◆ **What the task requires**
Output the rows as a JSON list of strings, one string per line, from the first line through the line that contains "(1228, 415)", skipping any blank lines.

◆ **Records shown**
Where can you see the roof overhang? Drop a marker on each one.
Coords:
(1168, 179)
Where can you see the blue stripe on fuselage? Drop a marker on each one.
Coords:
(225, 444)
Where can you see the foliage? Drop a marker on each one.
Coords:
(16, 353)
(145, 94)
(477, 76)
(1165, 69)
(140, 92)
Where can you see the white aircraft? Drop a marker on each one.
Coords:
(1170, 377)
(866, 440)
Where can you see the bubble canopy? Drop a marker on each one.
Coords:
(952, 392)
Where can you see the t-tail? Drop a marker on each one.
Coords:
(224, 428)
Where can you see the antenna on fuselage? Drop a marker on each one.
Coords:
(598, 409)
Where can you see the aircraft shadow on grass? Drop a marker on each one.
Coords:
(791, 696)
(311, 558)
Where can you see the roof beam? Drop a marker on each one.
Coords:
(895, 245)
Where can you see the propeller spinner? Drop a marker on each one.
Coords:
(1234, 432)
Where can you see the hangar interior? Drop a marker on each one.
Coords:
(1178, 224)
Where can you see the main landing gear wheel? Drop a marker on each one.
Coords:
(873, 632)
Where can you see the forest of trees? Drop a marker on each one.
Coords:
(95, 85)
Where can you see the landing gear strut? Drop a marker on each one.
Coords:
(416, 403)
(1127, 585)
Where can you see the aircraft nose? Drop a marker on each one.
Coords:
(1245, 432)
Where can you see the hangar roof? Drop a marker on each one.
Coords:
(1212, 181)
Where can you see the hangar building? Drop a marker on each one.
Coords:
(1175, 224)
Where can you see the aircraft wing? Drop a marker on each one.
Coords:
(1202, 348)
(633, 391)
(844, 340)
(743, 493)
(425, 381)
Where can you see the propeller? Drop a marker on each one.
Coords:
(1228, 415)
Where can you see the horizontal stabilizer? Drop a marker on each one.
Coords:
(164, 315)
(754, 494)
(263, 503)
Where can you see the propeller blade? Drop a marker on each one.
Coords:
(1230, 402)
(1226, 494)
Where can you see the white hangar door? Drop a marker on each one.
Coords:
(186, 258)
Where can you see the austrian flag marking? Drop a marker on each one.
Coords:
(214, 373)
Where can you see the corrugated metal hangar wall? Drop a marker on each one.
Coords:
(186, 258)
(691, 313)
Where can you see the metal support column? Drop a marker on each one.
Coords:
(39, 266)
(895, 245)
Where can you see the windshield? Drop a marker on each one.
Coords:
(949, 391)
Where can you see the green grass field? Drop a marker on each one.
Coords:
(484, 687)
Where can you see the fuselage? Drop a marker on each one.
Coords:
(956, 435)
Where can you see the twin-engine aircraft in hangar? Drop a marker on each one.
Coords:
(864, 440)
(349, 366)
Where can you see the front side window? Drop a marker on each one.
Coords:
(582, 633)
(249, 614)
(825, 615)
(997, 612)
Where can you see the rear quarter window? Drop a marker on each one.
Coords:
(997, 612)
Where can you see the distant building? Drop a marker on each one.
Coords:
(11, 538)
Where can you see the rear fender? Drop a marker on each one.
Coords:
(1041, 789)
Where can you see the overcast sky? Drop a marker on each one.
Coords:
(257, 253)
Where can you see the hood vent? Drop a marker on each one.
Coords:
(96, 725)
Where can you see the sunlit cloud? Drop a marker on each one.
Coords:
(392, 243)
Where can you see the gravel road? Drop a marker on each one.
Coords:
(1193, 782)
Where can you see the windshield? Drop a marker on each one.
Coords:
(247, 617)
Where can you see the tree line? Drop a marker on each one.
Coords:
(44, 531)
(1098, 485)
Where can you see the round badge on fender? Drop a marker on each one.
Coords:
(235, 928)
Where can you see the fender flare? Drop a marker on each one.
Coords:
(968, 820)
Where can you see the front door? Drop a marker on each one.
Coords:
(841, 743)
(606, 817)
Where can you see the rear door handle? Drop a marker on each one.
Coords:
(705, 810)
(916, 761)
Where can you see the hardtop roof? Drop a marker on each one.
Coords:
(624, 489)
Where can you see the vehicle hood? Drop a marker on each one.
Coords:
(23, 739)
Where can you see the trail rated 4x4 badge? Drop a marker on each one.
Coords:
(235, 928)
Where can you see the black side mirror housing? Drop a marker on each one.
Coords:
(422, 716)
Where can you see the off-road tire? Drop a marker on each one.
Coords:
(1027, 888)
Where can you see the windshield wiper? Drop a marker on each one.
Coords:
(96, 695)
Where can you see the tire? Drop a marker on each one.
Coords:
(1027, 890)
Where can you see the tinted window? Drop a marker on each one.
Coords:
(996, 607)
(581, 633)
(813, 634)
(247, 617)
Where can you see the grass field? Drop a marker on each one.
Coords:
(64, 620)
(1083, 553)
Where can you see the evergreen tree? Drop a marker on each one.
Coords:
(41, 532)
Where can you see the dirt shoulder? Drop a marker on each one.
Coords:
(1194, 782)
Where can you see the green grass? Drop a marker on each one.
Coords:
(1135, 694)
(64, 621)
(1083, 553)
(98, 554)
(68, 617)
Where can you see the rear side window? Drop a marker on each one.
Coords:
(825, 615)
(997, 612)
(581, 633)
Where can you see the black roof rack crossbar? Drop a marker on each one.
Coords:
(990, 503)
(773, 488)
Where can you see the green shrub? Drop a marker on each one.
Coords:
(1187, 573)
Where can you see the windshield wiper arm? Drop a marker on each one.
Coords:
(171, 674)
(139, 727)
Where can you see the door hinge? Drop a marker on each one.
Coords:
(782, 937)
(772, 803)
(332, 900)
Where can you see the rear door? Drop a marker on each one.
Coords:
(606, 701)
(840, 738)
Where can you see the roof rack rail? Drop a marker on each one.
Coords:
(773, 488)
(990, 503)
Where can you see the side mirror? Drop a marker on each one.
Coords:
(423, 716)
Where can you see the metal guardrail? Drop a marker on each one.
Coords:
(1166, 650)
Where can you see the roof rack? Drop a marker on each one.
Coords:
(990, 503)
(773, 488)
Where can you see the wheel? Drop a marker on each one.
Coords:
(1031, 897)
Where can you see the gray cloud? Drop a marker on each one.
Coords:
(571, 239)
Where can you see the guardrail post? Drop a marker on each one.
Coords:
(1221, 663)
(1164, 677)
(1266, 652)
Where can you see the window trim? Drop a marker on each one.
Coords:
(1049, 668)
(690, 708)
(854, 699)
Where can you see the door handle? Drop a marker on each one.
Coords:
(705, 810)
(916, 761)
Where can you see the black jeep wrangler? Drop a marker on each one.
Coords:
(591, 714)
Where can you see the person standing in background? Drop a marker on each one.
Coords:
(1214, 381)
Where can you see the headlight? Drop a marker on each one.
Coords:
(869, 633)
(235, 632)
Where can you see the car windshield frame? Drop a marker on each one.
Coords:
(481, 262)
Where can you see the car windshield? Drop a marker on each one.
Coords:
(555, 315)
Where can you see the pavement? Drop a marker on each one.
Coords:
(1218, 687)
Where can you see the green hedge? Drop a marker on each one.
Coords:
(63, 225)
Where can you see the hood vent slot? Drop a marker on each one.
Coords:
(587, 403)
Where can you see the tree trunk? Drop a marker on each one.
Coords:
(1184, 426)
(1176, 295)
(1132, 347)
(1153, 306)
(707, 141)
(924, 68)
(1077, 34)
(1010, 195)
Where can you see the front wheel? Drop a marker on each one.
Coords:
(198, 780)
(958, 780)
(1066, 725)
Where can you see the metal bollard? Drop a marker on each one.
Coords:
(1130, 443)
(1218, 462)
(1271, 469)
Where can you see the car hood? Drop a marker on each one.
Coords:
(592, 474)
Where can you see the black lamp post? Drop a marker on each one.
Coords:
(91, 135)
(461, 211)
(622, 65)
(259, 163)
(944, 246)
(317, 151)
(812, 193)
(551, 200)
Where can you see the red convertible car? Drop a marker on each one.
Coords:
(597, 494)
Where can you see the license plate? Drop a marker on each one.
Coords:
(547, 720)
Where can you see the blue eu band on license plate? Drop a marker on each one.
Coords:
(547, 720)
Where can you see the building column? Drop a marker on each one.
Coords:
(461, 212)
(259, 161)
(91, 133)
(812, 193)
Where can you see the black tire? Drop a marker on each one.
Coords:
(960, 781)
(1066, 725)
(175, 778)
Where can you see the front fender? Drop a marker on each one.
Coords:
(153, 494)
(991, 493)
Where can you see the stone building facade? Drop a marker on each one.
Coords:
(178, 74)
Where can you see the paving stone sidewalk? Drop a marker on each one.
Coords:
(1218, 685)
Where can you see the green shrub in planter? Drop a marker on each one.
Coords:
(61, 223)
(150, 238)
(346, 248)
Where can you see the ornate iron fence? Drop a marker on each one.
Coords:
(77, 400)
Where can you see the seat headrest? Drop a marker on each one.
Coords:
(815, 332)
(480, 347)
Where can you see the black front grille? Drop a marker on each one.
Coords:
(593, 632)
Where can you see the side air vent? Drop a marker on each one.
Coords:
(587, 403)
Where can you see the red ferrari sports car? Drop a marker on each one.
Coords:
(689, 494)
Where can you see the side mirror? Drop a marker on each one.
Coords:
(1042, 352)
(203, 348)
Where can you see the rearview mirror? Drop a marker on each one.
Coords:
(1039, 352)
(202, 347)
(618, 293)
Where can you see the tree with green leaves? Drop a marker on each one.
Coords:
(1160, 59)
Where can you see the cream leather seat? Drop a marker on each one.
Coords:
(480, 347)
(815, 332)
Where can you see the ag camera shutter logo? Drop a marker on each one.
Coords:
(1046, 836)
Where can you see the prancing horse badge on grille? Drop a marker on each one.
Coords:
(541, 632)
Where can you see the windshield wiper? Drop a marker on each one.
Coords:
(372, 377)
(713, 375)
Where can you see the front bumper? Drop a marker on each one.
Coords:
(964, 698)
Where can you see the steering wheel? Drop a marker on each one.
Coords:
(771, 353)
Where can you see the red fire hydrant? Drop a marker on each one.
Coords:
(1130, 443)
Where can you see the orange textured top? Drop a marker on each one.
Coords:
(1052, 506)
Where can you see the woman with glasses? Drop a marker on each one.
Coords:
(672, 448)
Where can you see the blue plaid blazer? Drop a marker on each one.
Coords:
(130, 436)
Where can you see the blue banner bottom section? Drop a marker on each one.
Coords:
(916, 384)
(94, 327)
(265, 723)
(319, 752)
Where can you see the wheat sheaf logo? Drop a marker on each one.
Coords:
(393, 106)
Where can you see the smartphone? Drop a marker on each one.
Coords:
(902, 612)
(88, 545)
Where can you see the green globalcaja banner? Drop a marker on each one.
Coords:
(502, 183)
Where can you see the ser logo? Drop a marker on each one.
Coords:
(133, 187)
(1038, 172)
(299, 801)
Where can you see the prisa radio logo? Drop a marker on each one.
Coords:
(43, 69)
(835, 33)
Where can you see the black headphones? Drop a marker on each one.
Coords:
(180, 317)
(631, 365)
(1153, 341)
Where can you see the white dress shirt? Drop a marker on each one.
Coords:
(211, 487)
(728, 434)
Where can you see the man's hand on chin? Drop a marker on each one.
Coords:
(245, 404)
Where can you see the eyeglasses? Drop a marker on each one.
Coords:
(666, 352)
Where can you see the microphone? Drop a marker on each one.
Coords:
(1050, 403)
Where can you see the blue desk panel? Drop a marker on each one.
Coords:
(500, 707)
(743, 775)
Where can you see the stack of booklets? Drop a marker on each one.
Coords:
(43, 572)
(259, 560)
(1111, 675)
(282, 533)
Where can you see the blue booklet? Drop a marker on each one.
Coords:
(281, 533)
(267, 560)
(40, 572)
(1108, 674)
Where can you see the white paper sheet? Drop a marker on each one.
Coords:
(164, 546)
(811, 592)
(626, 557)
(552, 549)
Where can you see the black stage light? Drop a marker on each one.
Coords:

◆ **Response to this exercise**
[
  "Where can you see the roof overhang? Drop a marker on each one.",
  "Coords:",
  "(1168, 179)",
  "Where can you see the blue stripe on fuselage? Drop a marker on each one.",
  "Coords:",
  "(225, 444)",
  "Where can you see the foliage? Drop a marker on each one.",
  "Coords:",
  "(16, 353)",
  "(145, 94)",
  "(477, 76)",
  "(1165, 69)",
  "(140, 92)",
  "Where can you see the white aircraft? Drop a marker on each one.",
  "Coords:",
  "(1170, 377)",
  "(866, 440)",
  "Where can you see the bubble canopy? Drop a marker on each one.",
  "Coords:",
  "(952, 392)",
  "Where can you see the t-tail? Drop a marker on each one.",
  "Coords:",
  "(224, 428)",
  "Where can you see the antenna on fuselage? Drop a marker on each one.",
  "Coords:",
  "(598, 409)",
  "Where can you see the aircraft shadow on grass? Drop a marker on each one.",
  "Coords:",
  "(791, 696)",
  "(311, 558)",
  "Where can you see the roof beam? Drop a marker on each one.",
  "Coords:",
  "(895, 245)",
  "Where can you see the propeller spinner? Drop a marker on each one.",
  "Coords:",
  "(1234, 432)",
  "Where can you see the hangar interior? Drop a marker on each one.",
  "Coords:",
  "(1178, 224)",
  "Where can you see the main landing gear wheel? Drop a marker on each one.",
  "Coords:",
  "(873, 632)",
  "Where can you see the forest of trees? Drop a marker on each one.",
  "Coords:",
  "(95, 85)",
  "Where can you see the landing gear strut? Drop a marker on each one.",
  "Coords:",
  "(416, 403)",
  "(1127, 585)",
  "Where can you see the aircraft nose? Drop a marker on each one.",
  "Coords:",
  "(1245, 432)",
  "Where can you see the hangar roof? Drop a marker on each one.",
  "Coords:",
  "(1212, 181)",
  "Where can you see the hangar building? Drop a marker on each one.",
  "Coords:",
  "(1175, 224)",
  "Where can you see the aircraft wing? Drop a marker on each one.",
  "Coords:",
  "(1202, 348)",
  "(633, 391)",
  "(844, 340)",
  "(743, 493)",
  "(425, 381)",
  "Where can you see the propeller? Drop a marker on each one.",
  "Coords:",
  "(1228, 415)"
]